• Conjunto de tarefas:
1. Com base no relato sobre as férias em Salgado, responda:
(a) Em que estação do ano ocorriam quase sempre as férias?
(b) O que os vaqueiros faziam no fim da tarde, todos os dias?
(c) O que o avô comprava todas as manhãs, e onde?
2. Reescreva de forma mais concisa o parágrafo do relato sobre as férias em Salgado iniciado por "Minhas férias em Salgado", conservando seus fatos principais.
3. Transcreva fielmente a passagem do relato sobre as férias em Salgado situada entre "Minhas férias em" e "peito da vaca.", inclusive.

• Trecho apresentado:
Minhas férias em Salgado eram quase sempre no verão. Me lembro disso por causa do calor e por causa do balneário para onde íamos tomar banho nas suas águas cristalinas cercadas de árvores altas e frondosas. Nos fundos da casa dos meus avós, estava a casa de um fazendeiro que tinha muitas filhas bonitas. No fim da tarde, todos os dias, os vaqueiros levavam a boiada para o curral que ficava ao lado da casa deles. Eu e outros meninos subíamos em cerca de madeira alta do curral curtíamos a entrada dos animais em direção aos seus “aposentos”. Todas as manhãs, meu avô comprava leite na casa do fazendeiro quase que diretamente do peito da vaca.

• Entradas do conjunto de dados:
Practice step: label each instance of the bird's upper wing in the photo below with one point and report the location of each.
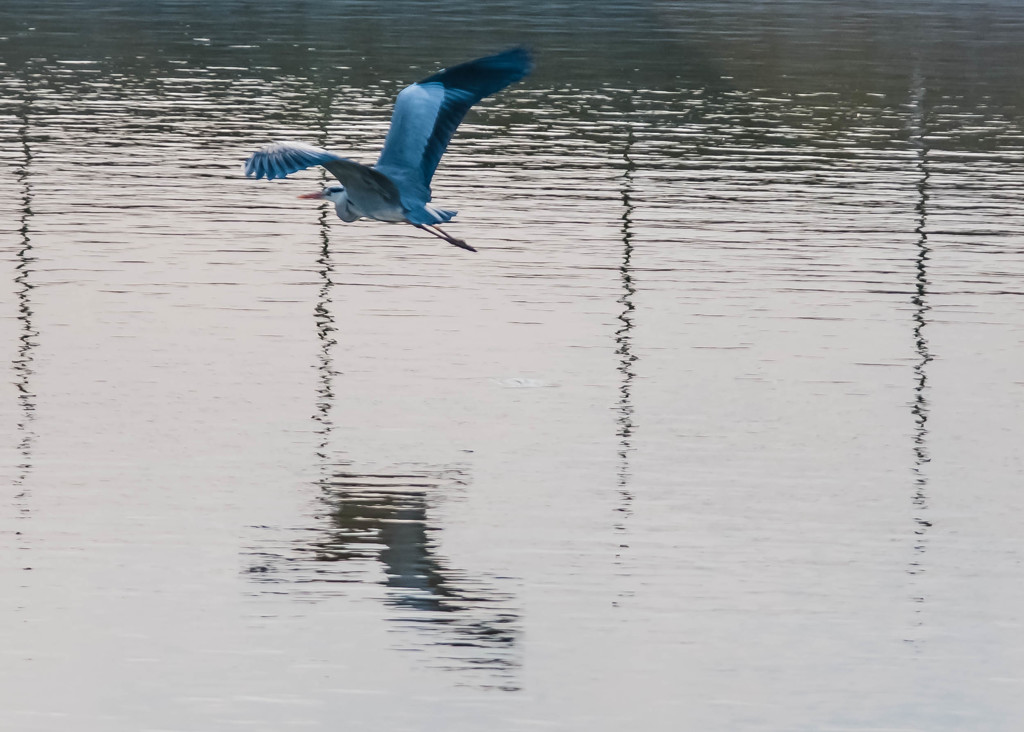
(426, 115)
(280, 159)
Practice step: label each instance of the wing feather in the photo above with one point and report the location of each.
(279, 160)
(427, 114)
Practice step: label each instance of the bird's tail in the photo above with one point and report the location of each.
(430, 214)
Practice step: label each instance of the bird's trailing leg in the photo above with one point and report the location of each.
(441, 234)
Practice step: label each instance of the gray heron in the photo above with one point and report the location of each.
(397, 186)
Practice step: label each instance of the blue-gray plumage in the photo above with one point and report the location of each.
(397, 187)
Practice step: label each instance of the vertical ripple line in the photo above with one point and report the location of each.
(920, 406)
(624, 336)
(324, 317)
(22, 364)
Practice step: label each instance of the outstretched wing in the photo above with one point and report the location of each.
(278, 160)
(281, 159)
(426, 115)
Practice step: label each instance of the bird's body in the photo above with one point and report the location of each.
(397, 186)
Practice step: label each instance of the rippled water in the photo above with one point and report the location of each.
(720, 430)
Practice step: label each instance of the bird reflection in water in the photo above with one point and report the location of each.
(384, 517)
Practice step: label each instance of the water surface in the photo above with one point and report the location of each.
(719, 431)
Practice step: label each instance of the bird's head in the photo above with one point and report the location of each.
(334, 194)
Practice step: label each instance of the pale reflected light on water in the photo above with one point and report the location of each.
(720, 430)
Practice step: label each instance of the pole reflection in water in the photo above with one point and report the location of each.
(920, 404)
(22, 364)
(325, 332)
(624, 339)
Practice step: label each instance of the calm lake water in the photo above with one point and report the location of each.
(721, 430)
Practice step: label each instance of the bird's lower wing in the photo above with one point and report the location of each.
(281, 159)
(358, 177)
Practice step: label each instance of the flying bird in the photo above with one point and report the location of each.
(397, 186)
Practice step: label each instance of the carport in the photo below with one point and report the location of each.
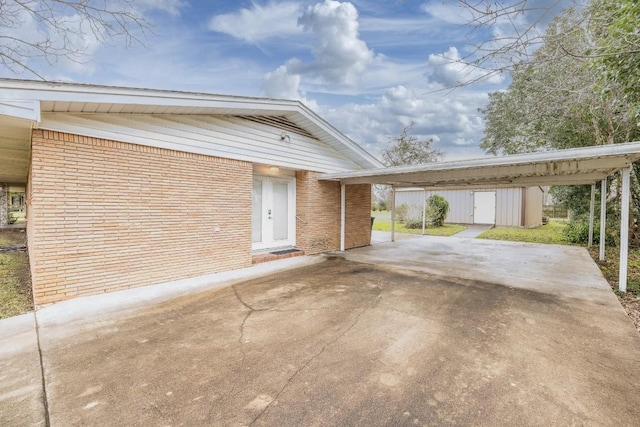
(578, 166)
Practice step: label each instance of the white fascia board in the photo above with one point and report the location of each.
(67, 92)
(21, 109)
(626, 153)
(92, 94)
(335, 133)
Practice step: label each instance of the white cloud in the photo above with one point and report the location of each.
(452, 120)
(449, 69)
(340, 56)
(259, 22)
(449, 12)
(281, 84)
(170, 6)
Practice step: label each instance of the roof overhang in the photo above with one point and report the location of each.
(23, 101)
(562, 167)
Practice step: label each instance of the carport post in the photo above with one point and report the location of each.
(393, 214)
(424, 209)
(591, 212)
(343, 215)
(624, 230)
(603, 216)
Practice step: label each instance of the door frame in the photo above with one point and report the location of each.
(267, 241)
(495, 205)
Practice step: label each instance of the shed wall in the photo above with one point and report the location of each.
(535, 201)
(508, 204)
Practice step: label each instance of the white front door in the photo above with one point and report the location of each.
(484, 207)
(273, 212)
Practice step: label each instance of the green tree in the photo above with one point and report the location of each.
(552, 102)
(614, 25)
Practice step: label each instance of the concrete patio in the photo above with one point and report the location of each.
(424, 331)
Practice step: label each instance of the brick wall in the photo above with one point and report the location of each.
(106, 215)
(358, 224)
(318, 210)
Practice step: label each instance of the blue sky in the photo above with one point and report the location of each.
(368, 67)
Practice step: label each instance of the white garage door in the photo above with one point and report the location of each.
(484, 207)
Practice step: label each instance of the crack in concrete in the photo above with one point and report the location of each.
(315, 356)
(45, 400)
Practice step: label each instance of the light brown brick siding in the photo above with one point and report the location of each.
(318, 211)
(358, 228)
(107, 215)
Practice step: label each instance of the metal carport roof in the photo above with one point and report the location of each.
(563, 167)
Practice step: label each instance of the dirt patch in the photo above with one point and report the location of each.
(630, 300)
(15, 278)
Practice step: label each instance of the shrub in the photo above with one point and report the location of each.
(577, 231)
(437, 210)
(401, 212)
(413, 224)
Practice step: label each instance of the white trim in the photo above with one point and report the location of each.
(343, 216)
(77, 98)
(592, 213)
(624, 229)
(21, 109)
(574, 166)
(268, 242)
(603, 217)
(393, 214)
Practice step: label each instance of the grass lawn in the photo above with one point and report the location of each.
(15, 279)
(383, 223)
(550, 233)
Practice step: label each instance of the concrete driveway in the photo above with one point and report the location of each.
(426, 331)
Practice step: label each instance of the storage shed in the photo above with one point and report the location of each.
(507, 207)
* * *
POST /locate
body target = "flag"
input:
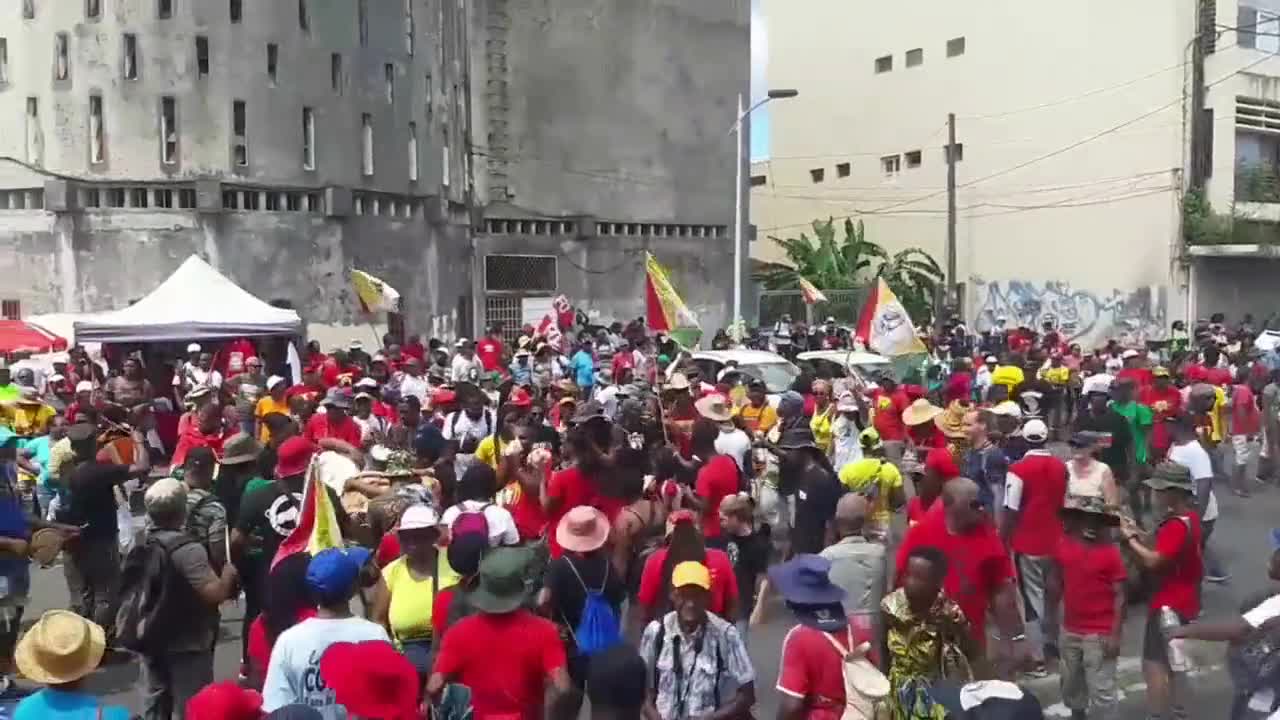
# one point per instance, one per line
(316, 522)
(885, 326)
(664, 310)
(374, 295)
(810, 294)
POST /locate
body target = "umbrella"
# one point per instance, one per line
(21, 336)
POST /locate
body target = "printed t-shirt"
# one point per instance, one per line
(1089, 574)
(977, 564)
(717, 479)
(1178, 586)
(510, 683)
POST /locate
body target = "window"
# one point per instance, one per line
==
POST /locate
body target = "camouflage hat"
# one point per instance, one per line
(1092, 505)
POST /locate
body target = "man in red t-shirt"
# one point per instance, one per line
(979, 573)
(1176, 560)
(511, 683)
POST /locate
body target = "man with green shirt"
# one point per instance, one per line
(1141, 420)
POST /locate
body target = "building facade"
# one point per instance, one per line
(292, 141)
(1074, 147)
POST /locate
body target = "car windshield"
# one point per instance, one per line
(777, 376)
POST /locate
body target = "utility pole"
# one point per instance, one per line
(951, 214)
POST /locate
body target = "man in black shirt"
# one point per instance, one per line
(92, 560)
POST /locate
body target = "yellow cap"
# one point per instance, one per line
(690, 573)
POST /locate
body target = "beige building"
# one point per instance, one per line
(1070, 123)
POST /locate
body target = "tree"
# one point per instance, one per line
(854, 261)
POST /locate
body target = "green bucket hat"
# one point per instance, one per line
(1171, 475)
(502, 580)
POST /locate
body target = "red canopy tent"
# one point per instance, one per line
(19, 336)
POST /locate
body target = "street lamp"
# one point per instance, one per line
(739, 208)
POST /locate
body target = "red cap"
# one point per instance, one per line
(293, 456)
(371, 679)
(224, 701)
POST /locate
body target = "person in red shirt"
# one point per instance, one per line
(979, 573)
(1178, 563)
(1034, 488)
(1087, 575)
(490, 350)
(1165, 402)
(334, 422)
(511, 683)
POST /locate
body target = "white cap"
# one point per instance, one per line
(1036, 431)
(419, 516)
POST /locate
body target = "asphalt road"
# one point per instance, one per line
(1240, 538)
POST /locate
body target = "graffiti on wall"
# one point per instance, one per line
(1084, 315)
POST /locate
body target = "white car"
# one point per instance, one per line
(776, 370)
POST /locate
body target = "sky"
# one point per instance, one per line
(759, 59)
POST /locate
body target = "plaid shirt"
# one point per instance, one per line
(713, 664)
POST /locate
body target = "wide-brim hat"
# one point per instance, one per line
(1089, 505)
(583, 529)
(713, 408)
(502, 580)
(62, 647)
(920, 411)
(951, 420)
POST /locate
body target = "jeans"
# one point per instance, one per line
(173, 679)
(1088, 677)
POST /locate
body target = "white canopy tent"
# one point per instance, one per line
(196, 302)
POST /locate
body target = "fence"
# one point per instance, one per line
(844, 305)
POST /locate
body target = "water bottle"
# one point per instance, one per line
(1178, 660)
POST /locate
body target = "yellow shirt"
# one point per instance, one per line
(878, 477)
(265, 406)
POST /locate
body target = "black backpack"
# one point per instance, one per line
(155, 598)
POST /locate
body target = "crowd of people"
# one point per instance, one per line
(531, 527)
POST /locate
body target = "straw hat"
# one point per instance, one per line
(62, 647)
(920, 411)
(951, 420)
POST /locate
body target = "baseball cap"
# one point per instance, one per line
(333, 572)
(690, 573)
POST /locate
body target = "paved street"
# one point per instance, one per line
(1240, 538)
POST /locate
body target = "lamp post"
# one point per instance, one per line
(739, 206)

• Soluções por tarefa:
1.
(a) No verão.
(b) Levavam a boiada para o curral.
(c) Leite, na casa do fazendeiro.

2. Minhas férias em Salgado eram quase sempre no verão, quando íamos nos banhar no balneário de águas cristalinas, cercado de árvores altas. Nos fundos da casa dos meus avós ficava a casa de um fazendeiro que tinha muitas filhas bonitas. Todo fim de tarde, os vaqueiros levavam a boiada ao curral, e eu e outros meninos víamos do alto da cerca a entrada dos animais. Todas as manhãs, meu avô comprava leite na casa do fazendeiro.

3.
Minhas férias em Salgado eram quase sempre no verão. Me lembro disso por causa do calor e por causa do balneário para onde íamos tomar banho nas suas águas cristalinas cercadas de árvores altas e frondosas. Nos fundos da casa dos meus avós, estava a casa de um fazendeiro que tinha muitas filhas bonitas. No fim da tarde, todos os dias, os vaqueiros levavam a boiada para o curral que ficava ao lado da casa deles. Eu e outros meninos subíamos em cerca de madeira alta do curral curtíamos a entrada dos animais em direção aos seus “aposentos”. Todas as manhãs, meu avô comprava leite na casa do fazendeiro quase que diretamente do peito da vaca.